=== READING TEXT ===
News / Lambing
Jack Foulks and his Family farm in Anglesey running a flock of 3,000 Suffolk cross Texel cross mule breeding ewes lambing in February.
Due to a high rainfall area lambing takes place indoors between the months of January and early April, with the majority of lambs born in February. Ewes are housed from the start of December. “Before implementing the Pruex 5 point plan in 2019 we did
have a problem with E Coli scours in the lambs and numerous cases of joint ill. We didn’t loose many lambs, but did have to use more antibiotics than we’d want to limit the problem.” Said Jack. Each lamb was given an oral antibiotic treatment along with a penicillin injection. “Our successes in reducing our issues aren’t purely down to using Pruex products to ensure a dry bed, clean air and pure water, we have also worked on the nutrition of the ewes with the renowned vet Kate Hovers. Getting all things right can make a real difference. Since we’ve used the Pruex Water Plus treatment via a dosatron and misted our bedding with Pruex Stabiliser, the E Coli scours have stopped and we have also ended the problematic blanket treatment of antibiotics.” Said Jack
The ewes bedding is noticeably dryer. “When Aled told me to use a liquid product to dry up the bedding, if I’m honest, to start with I didn’t believe him, but it really does dry up the bedding. We don’t use a great deal less straw but I think that’s because the ewes seem to eat more of it than they used to. We aim to keep the ewes as clean as possible and the Pruex Stabiliser certainly helps in that respect”
Ingram Family Logie Durno
The Ingram’s are well known across the UK and further afield for their sheep enterprise at Logie Durno farm in Inverurie. The 3,500 strong ewe base of pedigree and cross breed ewes produce over 800 rams annually that are sold at their on farm sale, national society sales and NSA sales. The family produce rams for both the maternal and terminal market, with the pedigree and terminal flocks lambed indoors from December, with the indoor lambing concluding at the end of April.
“The family being well known and respected within the industry are drivers of positive change to outdated practices” says Aled Davies founder of Pruex.
=== GIVEN DATA ===
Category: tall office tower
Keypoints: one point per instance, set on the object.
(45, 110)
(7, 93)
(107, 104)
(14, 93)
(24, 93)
===
▸ BRIEF 1
According to the lambing article, when are the Foulks family's ewes brought indoors?
▸ BRIEF 2
Continue the lambing article, starting after its final sentence.

▸ WRITTEN REPLY 1
From the start of December.

▸ WRITTEN REPLY 2
Ewes are lambed on a mix of straw and sawdust beds with ewes spending as little time indoors as possible. They are brought indoors once the first ewe from that cycle lambs outdoors. Ewes are lambed indoors for ease of management and for ease of data capture such as birth weights, parental details and ease of lambing recorded prior to turnout.
Gregor Ingram approached Pruex in 2019 with the aim of limiting antibiotic, chemical use and input cost, with a focus on preventing rather than curing disease.
The Pruex Five Point Plan was adopted in 2019: • Water Plus treatment was applied via the farms borehole treating the whole water system. • Pruex Stabiliser was misted daily on the bedding, loose pens and individual mothering pens. • No corners were missed with the pet lamb group on a shepherdess feeding system also being treated.
The big difference seen by Gregor and the family was the reduction in the mastitis cases on the farm both immediately in the lambing shed and following turn out. “We had hardly any mastitis this year in the ewes, as toxic bacteria pressure was reduced. The ewes seemed to be leaving the shed a lot cleaner and healthier, and they have remained healthy throughout the year with the lambs and ewes also performing well.” The farm even noted an improvement in the pet lambs with “batches weaning off the machines cleaner and healthier with much improved performance following weaning,” said Gregor.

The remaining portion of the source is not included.